**What you are asked to do:**
Copy every line of the rows below, requests included. Scale each pixel coordinate in the GeoJSON answers by 1.9 and round to whole numbers, with halves rounded up. Leave the pictures out.

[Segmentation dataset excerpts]

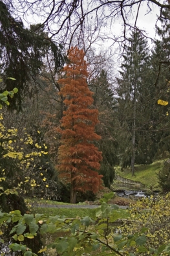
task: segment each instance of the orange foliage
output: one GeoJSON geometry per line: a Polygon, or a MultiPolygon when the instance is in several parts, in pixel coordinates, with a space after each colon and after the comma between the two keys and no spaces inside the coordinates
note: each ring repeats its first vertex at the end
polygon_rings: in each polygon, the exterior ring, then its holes
{"type": "Polygon", "coordinates": [[[59,95],[65,99],[67,110],[61,121],[61,145],[58,150],[58,170],[60,177],[71,184],[74,191],[97,192],[101,187],[100,169],[101,152],[94,141],[100,136],[95,132],[98,122],[97,110],[90,109],[93,99],[87,86],[87,64],[84,52],[77,47],[69,53],[70,63],[64,68],[65,78],[59,95]]]}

**Exercise response:**
task: segment each instance of the orange foliage
output: one GeoJSON geometry per line: a Polygon, or a MultiPolygon when the instance is in several parts, in pixel coordinates, with a space after each colon and after the comma between the two keys and no spaces inside the coordinates
note: each ring repeats its first vertex at the end
polygon_rings: in each polygon, the exterior ring, then its holes
{"type": "Polygon", "coordinates": [[[112,181],[124,188],[127,209],[116,230],[116,276],[110,285],[110,323],[114,336],[135,350],[141,363],[184,365],[192,355],[190,321],[192,289],[179,268],[190,258],[181,251],[186,232],[184,209],[171,207],[177,188],[165,163],[165,122],[160,99],[146,89],[131,101],[133,120],[122,129],[124,148],[112,181]]]}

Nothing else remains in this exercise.